_Problem to solve_. Give again, word for word, only the lines from the one containing "Find the black plant" through the final line.

_Data entries_.

○ ○ ○ ○ ○

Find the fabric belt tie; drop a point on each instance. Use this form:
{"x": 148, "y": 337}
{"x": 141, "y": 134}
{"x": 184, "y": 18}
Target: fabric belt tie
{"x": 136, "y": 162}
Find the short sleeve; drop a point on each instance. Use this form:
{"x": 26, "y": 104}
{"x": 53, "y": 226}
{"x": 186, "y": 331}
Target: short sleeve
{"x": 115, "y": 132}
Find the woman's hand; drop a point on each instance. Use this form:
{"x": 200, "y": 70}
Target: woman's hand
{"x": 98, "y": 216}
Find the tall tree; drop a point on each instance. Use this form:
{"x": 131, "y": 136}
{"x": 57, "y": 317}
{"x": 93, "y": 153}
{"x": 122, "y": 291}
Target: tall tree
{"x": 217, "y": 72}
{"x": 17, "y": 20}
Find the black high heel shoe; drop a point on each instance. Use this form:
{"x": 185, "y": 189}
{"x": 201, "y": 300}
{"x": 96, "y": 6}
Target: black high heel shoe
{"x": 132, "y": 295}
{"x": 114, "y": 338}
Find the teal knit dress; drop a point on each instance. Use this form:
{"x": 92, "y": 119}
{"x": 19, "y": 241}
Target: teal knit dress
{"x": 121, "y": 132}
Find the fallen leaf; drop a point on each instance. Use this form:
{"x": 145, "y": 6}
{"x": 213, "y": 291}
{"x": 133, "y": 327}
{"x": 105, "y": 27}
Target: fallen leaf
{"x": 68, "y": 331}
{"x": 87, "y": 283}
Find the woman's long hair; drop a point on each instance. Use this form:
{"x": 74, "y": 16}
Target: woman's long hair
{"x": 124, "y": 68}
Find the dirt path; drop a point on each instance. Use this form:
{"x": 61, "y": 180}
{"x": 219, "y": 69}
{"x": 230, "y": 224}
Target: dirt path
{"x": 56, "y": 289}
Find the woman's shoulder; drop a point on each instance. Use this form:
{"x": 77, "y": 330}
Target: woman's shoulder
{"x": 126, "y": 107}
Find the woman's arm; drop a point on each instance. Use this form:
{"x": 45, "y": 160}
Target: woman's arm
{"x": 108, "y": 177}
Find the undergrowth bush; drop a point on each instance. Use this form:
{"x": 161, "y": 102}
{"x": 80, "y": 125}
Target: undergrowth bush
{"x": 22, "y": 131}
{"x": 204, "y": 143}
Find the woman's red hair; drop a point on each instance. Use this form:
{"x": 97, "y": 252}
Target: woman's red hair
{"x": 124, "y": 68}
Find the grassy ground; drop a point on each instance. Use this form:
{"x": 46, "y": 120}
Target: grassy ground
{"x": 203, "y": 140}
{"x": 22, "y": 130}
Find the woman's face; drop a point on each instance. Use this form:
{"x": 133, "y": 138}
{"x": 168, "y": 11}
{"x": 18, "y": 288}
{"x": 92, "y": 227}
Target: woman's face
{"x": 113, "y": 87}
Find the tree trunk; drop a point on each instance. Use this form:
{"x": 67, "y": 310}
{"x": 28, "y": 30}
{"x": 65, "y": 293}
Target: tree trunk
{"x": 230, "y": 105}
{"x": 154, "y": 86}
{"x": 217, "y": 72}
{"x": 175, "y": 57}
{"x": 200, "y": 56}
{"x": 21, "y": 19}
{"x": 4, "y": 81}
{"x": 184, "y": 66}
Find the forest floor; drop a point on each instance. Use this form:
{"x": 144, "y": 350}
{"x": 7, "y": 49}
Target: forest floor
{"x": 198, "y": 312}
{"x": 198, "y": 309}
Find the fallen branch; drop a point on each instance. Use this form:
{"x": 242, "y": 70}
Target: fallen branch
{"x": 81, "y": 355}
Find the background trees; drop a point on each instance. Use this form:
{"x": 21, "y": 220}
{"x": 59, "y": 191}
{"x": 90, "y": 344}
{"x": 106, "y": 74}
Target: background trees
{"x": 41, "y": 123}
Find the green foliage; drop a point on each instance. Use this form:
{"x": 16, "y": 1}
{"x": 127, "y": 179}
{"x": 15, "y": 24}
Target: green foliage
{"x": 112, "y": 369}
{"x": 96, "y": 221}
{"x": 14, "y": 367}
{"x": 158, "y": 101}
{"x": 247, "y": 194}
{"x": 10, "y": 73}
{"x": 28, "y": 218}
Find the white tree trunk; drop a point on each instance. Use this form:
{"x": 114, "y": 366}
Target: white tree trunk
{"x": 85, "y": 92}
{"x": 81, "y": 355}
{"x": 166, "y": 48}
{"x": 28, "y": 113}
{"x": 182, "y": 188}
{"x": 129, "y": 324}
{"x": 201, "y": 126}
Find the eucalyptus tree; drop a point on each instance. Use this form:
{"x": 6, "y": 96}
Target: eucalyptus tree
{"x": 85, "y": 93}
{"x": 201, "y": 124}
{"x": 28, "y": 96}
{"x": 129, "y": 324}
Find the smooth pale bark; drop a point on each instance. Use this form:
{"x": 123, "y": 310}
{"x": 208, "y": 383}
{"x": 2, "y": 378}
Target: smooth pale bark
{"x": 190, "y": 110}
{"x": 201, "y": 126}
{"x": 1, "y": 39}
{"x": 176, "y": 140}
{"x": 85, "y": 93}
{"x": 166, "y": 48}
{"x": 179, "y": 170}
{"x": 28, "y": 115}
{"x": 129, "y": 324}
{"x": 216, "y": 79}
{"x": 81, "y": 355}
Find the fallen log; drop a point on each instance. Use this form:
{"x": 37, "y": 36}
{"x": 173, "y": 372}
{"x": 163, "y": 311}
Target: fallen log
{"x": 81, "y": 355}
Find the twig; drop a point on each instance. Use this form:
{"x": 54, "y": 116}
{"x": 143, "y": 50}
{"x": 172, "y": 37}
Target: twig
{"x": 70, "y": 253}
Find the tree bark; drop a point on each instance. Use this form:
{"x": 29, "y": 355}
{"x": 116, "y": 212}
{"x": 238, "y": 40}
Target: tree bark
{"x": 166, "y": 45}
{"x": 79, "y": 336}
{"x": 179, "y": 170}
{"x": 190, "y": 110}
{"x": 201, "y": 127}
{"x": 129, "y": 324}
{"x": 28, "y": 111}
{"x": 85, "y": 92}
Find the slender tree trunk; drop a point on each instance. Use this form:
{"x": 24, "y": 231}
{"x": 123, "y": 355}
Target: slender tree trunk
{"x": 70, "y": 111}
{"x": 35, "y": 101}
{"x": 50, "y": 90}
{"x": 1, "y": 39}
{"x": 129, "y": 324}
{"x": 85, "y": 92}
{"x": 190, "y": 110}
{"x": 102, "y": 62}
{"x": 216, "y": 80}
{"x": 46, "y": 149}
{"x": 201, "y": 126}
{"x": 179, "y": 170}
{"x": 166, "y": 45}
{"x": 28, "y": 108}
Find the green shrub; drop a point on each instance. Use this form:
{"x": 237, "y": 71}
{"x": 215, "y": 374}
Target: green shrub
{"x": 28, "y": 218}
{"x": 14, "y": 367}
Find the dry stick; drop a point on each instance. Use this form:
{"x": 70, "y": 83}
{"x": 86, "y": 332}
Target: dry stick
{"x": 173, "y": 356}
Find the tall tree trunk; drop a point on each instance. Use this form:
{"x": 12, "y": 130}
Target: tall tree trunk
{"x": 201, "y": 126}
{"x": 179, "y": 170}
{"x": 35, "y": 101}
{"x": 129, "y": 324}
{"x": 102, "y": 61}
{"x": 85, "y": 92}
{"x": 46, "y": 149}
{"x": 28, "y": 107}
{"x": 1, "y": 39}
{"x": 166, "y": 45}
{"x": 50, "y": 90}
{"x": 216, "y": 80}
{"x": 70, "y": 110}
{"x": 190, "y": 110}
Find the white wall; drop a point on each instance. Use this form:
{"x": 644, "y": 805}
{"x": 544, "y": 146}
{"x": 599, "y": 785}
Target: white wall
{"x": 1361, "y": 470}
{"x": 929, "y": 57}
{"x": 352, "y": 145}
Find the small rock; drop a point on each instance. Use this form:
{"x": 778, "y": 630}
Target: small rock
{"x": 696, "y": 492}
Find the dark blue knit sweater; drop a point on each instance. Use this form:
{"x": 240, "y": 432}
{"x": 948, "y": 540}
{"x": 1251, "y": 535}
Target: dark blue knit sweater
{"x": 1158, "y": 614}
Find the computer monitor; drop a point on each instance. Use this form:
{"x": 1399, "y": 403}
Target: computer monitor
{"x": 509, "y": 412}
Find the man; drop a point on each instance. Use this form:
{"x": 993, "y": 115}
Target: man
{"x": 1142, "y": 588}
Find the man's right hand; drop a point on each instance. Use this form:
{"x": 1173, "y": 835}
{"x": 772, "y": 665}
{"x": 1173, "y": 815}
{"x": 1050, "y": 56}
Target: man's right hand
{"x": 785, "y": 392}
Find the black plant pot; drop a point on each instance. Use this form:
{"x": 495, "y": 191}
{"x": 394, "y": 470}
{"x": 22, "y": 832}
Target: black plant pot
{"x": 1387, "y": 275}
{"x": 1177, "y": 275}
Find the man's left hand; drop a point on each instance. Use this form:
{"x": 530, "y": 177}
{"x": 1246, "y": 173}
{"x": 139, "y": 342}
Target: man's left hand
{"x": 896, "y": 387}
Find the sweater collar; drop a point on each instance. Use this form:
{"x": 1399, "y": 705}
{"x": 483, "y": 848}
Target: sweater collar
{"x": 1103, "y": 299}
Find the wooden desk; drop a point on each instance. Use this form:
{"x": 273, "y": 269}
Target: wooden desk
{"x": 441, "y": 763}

○ ○ ○ ○ ○

_Worked answer_.
Find the black plant pot; drop a point on each instance. Use this form:
{"x": 495, "y": 191}
{"x": 394, "y": 470}
{"x": 22, "y": 832}
Target: black plant pot
{"x": 1387, "y": 275}
{"x": 1177, "y": 275}
Find the man's left hand; drop a point on each instance. Use this form:
{"x": 530, "y": 177}
{"x": 1246, "y": 173}
{"x": 139, "y": 342}
Target: man's left hand
{"x": 896, "y": 387}
Find the sweater collar; drop a point on each instance. Use this form:
{"x": 1399, "y": 705}
{"x": 483, "y": 848}
Target: sweater collar
{"x": 1103, "y": 299}
Find the wooden desk; drop a point on each instance. Use this form:
{"x": 273, "y": 269}
Target: wooden desk
{"x": 441, "y": 763}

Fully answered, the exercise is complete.